Clamping down


In the near future, failure to comply with
Internal Revenue Service regulations that
were proposed last summer could result in significant tax problems for employers
and employees. These regulations would
have a profound impact on the cafeteria
benefit programs of most employers, covered under IRS Code Section 125.

“While the previous regulations were
unclear, outdated and generally not enforced, the new proposed regulations are
very specific and would provide the IRS
with powerful enforcement tools,” says Kurt
Smidansky, a partner at Jackson Lewis LLP.

“In certain respects, the proposed rules
are even more stringent than the rules applicable to 401(k) and other qualified retirement plans,” adds Jason Rothman, an associate at Jackson Lewis specializing in work-place law.

The IRS will issue final regulations sometime in the future, which may or may not
relax some of the proposed requirements,
including the possible extension of the
effective date (Jan. 1, 2009). Still, employers
need to consider the effects of the proposed regulations on their cafeteria plans
based on the current requirements and
effective date.

Smart Business talked to both Rothman
and Smidansky about some of the key issues
employers need to address in their cafeteria
plan documentation and operation.
──────
## TASKS
a: In the cafeteria plan article, copy the passage from "The IRS will" to "documentation and operation.".
b: According to the cafeteria plan article, what is the effective date of the proposed regulations?
──────
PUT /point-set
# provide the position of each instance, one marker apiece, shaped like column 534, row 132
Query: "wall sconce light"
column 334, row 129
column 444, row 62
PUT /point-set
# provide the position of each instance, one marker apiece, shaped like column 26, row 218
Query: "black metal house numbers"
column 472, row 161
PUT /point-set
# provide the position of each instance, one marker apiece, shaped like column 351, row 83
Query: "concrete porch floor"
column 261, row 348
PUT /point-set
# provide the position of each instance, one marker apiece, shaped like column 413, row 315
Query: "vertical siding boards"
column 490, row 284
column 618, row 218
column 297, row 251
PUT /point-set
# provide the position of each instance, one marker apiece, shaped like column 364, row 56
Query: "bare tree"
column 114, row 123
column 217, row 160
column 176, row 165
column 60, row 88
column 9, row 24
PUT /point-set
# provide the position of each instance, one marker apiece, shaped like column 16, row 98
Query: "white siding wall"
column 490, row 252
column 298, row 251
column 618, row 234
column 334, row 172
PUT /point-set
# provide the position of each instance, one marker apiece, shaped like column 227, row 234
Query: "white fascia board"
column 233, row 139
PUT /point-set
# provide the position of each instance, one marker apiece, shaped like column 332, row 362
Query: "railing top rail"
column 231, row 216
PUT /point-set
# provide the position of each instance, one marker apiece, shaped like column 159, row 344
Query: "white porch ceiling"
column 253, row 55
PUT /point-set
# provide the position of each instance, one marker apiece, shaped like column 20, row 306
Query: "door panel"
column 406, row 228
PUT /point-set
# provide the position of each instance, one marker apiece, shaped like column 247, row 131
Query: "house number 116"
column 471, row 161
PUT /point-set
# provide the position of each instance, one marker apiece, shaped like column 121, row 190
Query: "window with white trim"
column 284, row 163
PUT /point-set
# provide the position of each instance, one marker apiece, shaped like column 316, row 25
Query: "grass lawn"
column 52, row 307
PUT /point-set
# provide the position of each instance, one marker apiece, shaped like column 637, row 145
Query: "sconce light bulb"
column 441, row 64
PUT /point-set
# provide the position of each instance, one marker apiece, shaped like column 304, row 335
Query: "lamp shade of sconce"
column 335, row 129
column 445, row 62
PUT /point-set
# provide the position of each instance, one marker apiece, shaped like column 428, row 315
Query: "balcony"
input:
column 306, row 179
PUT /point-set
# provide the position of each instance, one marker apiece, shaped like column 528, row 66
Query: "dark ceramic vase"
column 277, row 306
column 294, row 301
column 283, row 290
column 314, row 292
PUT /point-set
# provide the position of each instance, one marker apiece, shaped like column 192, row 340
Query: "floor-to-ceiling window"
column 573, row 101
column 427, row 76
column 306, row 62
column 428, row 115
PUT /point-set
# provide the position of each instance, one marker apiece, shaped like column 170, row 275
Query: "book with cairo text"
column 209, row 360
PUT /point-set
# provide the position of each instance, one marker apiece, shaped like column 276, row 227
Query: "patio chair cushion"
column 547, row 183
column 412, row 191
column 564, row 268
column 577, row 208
──────
## ANSWERS BY TASK
a:
The IRS will issue final regulations sometime in the future, which may or may not
relax some of the proposed requirements,
including the possible extension of the
effective date (Jan. 1, 2009). Still, employers
need to consider the effects of the proposed regulations on their cafeteria plans
based on the current requirements and
effective date.

Smart Business talked to both Rothman
and Smidansky about some of the key issues
employers need to address in their cafeteria
plan documentation and operation.

b: Jan. 1, 2009